● TO DO:
1. In the Marino Hinestroza article, on what date did he join C.F. Pachuca?
2. Go on with the Marino Hinestroza article from the point where the text stops.

● PROVIDED PASSAGE:
-- Begin --

Marino Hinestroza

Personal information
- Full name: Marino Hinestroza Angulo
- Date of birth: 8 July 2002 (age 24)
- Place of birth: Cali, Colombia
- Height: 1.70 m (5 ft 7 in)
- Position: Winger

Team information
- Current team: Vasco da Gama
- Number: 18

Senior career*
- Years: Team / Apps / (Gls)
- 2018–2019: Orsomarso / 1 / (0)
- 2019–2022: América de Cali / 0 / (0)
- 2020–2022: → Palmeiras (loan) / 0 / (0)
- 2022–2023: Pachuca / 42 / (2)
- 2024: Columbus Crew / 16 / (2)
- 2024: → Atlético Nacional (loan) / 22 / (3)
- 2025–2026: Atlético Nacional / 40 / (6)
- 2026–: Vasco da Gama / 4 / (0)

International career^{‡}
- 2019: Colombia U18 / 1 / (0)
- 2025–: Colombia / 2 / (0)

= Marino Hinestroza =

Colombian footballer (born 2002)

Marino Hinestroza Angulo (born 8 July 2002) is a Colombian professional footballer who plays as a winger for Campeonato Brasileiro Série A club Vasco da Gama, and the Colombia national team.

== Club career ==
Hinestroza was born in Cali, Colombia and was trained at Orsomarso and made his debut in the Categoría Primera B for the club before joining América de Cali in 2019. He made his professional debut with the club on 8 May 2019, in a Copa Colombia match against Universitario Popayán. He came on as a substitute, and his team won 2–1.

On 19 February 2020, Hinestroza moved to Brazil to join Palmeiras on loan with an option to buy. He was placed into the club's under-20 team and left Brazil without making a single first-team appearance.

Hinestroza refused to extend his contract with América de Cali and left on a free transfer in the summer of 2022, joining C.F. Pachuca on 7 June 2022. He later claimed the club had been unwilling to meet his salary demands despite paying other players more. Hinestroza played his first match for Pachuca on 5 July 2022, in a league match against Querétaro, coming on as a substitute. On 13 March 2023, in a match against Monterrey, Marino scored his first goal for Pachuca.

-- End --

● EXCERPTED DATA:
-- Begin --

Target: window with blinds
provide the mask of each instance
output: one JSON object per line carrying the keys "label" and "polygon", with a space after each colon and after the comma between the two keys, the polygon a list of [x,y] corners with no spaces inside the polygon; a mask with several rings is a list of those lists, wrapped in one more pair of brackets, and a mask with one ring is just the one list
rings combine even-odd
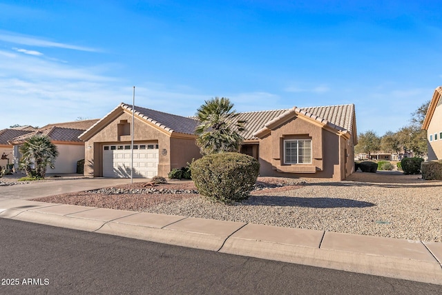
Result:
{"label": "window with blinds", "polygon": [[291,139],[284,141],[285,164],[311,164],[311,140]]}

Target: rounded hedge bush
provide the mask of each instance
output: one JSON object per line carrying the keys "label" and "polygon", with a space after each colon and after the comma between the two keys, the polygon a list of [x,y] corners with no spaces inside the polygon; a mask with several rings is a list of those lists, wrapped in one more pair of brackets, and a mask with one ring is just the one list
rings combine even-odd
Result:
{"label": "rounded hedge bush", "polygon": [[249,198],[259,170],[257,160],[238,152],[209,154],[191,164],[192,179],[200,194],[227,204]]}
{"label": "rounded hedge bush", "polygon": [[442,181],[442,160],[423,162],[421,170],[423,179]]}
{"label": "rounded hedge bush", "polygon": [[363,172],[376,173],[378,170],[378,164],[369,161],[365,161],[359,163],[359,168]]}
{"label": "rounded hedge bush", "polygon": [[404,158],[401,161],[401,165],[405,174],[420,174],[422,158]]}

-- End --
-- Begin --

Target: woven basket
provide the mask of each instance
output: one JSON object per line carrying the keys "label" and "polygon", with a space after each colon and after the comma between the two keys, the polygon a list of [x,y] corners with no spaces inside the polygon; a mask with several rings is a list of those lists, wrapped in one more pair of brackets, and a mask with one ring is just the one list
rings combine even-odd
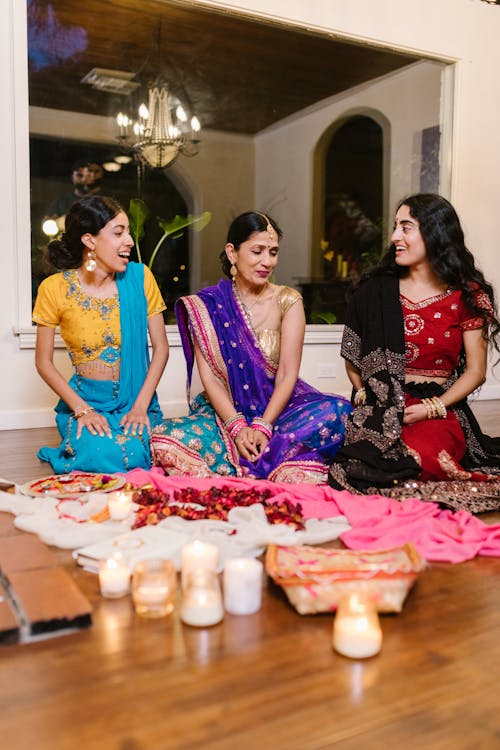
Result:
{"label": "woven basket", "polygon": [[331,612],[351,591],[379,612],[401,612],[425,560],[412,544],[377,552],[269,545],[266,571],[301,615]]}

-- End --
-- Begin --

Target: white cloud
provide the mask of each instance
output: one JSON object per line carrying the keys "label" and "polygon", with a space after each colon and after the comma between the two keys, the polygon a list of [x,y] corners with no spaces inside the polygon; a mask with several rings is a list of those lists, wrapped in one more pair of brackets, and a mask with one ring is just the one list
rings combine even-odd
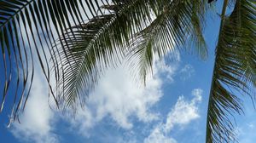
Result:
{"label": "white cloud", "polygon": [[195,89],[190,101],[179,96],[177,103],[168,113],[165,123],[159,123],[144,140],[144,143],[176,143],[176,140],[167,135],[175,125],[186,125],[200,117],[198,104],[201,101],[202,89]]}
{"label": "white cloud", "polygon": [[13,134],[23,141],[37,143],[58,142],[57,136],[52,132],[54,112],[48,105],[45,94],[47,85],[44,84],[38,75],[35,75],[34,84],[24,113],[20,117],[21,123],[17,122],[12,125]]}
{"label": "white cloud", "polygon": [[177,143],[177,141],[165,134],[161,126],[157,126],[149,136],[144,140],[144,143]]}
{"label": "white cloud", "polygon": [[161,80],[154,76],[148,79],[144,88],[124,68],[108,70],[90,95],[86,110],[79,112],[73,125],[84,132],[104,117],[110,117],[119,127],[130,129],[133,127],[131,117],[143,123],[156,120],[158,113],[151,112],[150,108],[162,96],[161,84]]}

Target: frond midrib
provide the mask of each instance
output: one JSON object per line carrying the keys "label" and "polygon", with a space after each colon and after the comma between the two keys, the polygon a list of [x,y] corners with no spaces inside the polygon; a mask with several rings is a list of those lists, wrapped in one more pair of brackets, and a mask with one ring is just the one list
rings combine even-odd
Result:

-- End --

● EXPECTED RESPONSES:
1. 7 June 2022

2.
On 22 December 2023, Hinestroza moved to Major League Soccer club Columbus Crew, signing a contract until the end of the 2026 season with an option to extend until the 2027 season. He scored his first goal for the Columbus Crew on 30 March 2024 in a 2–2 draw vs Nashville SC. On 13 July 2024, Hinestroza was issued a red card in the 90+7 minute for violent conduct vs Los Angeles FC, and never appeared for Columbus again as he was loaned out to Atlético Nacional until the end of the Major League Soccer season.

=== Atlético Nacional ===
He made his debut for Atlético Nacional on 30 July 2024, coming on as a substitute in a 1–0 loss to La Equidad. Hinestroza scored his first goal for the club in a 2–0 win over Atlético Junior. After his goal, Hinestroza put his hands behind his back, mimicking a shark (the nickname of Atlético Junior), and with his hands, mimed as if he were fishing. The game was later abandoned because fights broke out in the crowd. During his initial loan spell, he won two pieces of silverware, winning the Colombian Primera A title, and lifting the 2024 Copa Colombia, where he scored in the first leg of the final against América de Cali.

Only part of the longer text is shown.